Aim of the task - Your reply should be only the number of lines in the records that contain the word "below".

[Dataset items]
*** Begin section ***

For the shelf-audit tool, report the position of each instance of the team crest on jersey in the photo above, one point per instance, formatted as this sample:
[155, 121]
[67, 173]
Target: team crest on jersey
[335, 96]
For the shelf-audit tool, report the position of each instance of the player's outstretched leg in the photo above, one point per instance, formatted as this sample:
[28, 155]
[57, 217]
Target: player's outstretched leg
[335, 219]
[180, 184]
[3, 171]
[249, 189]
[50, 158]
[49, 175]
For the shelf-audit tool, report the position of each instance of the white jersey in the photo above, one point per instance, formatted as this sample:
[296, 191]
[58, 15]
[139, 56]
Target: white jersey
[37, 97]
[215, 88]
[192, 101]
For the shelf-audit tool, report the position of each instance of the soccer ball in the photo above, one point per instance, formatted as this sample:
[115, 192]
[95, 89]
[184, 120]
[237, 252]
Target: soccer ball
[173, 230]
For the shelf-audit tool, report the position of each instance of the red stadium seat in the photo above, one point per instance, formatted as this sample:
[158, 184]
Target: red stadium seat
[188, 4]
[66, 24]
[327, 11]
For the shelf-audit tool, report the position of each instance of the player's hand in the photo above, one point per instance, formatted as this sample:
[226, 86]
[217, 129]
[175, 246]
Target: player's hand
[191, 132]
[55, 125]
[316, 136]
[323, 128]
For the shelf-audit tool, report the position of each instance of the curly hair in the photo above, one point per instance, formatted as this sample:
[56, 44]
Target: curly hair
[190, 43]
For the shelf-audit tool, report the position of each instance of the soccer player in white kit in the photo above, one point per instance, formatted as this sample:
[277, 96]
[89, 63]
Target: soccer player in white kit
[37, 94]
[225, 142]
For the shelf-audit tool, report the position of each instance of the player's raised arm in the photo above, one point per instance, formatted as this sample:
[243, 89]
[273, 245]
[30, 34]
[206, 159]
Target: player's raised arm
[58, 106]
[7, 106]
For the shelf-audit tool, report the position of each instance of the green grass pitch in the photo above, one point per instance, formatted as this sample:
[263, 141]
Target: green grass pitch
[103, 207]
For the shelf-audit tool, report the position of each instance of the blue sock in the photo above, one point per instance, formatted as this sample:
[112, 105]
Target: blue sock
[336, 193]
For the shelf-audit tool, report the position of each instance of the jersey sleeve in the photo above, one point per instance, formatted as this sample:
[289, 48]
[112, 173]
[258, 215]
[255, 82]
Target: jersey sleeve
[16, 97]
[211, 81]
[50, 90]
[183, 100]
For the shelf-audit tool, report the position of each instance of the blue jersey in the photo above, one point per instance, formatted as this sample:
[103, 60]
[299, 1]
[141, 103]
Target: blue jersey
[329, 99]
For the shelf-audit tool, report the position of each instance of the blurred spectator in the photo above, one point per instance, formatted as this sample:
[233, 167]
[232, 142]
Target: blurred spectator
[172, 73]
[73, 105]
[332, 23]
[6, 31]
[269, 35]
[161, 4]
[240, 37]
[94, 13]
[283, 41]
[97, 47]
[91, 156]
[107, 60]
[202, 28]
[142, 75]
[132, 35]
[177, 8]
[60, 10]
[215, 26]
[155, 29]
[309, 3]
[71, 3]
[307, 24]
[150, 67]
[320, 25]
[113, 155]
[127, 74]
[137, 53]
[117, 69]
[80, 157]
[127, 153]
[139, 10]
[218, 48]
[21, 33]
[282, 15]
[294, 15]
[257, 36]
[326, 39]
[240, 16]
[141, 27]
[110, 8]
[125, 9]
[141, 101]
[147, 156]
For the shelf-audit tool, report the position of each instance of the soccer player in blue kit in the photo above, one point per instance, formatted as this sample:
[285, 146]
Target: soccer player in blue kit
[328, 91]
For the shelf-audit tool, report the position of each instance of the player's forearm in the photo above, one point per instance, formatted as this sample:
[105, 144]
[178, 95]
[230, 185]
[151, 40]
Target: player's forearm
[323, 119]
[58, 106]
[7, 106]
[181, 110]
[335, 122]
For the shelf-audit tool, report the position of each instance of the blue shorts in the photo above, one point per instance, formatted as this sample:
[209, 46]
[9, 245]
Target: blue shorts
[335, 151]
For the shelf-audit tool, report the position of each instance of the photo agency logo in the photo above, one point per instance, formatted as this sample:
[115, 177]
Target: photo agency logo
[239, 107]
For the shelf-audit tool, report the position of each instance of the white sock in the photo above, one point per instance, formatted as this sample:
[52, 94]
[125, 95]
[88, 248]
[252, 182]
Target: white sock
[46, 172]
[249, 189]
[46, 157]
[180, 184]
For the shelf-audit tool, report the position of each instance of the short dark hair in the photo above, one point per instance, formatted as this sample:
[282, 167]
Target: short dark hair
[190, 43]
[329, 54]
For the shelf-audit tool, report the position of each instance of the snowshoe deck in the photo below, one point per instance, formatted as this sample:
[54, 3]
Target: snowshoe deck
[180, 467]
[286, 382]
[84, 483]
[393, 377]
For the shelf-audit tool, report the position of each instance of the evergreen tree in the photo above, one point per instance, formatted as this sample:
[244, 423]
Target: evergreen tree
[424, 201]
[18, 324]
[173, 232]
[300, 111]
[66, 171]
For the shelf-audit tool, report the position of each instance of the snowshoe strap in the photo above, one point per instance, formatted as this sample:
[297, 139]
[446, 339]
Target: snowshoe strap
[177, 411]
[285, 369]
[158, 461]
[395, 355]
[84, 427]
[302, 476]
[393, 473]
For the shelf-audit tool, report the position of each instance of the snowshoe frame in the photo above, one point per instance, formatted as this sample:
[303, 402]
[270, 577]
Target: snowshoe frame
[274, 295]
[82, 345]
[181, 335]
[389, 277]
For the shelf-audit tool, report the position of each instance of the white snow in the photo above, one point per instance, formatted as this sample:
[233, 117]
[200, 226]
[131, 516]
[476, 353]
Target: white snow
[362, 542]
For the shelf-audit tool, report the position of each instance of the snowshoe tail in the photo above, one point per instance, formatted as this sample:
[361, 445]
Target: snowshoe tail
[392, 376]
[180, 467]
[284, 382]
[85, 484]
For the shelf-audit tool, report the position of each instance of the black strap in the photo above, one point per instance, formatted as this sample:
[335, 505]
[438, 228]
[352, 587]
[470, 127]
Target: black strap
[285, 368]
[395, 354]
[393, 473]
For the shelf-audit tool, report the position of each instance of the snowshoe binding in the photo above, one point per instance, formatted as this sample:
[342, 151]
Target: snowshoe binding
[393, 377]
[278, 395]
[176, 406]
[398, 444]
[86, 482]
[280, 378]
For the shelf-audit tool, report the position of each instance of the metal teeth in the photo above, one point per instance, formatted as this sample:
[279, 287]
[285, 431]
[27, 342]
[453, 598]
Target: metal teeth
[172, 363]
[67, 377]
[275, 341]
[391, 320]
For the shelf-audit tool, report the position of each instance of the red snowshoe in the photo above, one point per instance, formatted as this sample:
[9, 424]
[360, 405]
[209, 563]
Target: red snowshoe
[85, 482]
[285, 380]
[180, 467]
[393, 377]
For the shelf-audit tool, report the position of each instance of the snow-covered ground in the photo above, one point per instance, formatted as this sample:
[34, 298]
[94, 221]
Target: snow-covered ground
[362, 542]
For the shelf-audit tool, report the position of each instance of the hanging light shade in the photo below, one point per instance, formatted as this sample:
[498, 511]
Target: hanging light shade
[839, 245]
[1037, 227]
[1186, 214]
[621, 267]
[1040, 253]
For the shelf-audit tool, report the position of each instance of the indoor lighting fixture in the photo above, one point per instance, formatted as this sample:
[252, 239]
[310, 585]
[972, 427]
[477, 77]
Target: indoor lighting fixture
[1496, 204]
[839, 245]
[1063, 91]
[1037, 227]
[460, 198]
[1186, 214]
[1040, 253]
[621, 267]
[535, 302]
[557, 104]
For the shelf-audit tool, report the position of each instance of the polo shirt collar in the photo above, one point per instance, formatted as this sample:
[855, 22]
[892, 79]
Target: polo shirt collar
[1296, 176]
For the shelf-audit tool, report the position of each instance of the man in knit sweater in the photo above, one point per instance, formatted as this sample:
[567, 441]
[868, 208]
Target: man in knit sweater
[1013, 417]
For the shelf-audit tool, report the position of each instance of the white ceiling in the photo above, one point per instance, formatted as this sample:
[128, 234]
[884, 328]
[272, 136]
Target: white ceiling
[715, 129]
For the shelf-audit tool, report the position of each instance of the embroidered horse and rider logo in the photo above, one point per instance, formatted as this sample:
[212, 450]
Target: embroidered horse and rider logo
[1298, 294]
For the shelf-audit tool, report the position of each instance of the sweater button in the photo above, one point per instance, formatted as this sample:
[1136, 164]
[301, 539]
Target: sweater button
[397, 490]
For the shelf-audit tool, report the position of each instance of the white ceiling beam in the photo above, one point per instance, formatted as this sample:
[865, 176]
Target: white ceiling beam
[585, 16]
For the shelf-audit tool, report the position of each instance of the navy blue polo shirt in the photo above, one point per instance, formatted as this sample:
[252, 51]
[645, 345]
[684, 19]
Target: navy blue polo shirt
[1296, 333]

*** End section ***

Response to the exercise - 2